-- START --

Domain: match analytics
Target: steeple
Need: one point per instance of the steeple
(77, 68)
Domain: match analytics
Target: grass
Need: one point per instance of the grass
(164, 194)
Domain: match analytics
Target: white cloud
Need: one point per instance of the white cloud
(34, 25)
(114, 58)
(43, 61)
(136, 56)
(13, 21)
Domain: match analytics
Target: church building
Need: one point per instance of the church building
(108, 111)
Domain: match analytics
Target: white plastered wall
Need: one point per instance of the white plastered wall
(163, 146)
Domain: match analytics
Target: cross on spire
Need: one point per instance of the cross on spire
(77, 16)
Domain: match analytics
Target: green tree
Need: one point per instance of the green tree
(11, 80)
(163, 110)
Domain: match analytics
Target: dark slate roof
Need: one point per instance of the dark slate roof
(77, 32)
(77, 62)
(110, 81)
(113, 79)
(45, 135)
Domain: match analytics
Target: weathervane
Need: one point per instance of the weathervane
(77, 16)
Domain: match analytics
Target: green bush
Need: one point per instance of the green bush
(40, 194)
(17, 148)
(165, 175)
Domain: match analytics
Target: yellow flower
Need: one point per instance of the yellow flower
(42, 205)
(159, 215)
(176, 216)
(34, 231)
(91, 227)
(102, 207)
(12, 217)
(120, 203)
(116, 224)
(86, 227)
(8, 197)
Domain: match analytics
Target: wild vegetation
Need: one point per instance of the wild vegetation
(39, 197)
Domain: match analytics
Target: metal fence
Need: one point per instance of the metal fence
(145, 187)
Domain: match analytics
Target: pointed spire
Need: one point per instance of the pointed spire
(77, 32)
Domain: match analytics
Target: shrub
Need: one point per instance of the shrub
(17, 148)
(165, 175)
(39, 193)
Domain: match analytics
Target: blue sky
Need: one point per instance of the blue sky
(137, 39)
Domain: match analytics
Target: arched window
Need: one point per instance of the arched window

-- END --

* Problem to solve
All of the entries should be written out again exactly.

* Exercise answer
Domain: match analytics
Target: steeple
Need: one point per instance of the steeple
(77, 68)
Domain: match analytics
Target: grass
Need: one point per instance of the grass
(164, 194)
Domain: match analytics
Target: white cloud
Need: one point per instance of the white cloud
(34, 25)
(114, 58)
(43, 61)
(136, 56)
(13, 21)
Domain: match analytics
Target: church building
Need: one point per instance of the church building
(108, 111)
Domain: match analytics
Target: white plastered wall
Need: one point per instance of the white plastered wall
(163, 146)
Domain: match analytics
Target: cross on spire
Need: one point per instance of the cross on spire
(77, 16)
Domain: match analytics
Target: green tree
Need: one point per instance of the green tree
(11, 80)
(163, 110)
Domain: match analytics
Target: dark slate roof
Need: one point per instance of the dark slate roof
(77, 32)
(77, 62)
(110, 81)
(113, 79)
(45, 135)
Domain: match analytics
Target: weathervane
Need: one point per instance of the weathervane
(77, 16)
Domain: match analytics
Target: green bush
Need: one point per instance of the green bush
(40, 194)
(17, 148)
(165, 175)
Domain: match analytics
Target: yellow flower
Need: one point per instance of the yellow flower
(42, 205)
(159, 215)
(176, 216)
(34, 231)
(91, 227)
(102, 207)
(12, 217)
(120, 203)
(116, 224)
(86, 227)
(8, 197)
Domain: match analytics
Target: wild vegetation
Need: one point per instance of the wild vegetation
(39, 197)
Domain: match analytics
Target: metal fence
Need: one point per instance of the metal fence
(145, 187)
Domain: match analytics
Target: pointed spire
Need: one point per instance of the pointed spire
(77, 32)
Domain: match analytics
Target: shrub
Need: one point per instance of the shrub
(17, 148)
(165, 175)
(39, 193)
Domain: match analytics
Target: blue sky
Need: one point per instance of the blue sky
(137, 39)
Domain: match analytics
Target: arched window
Need: one point per instance of the arched window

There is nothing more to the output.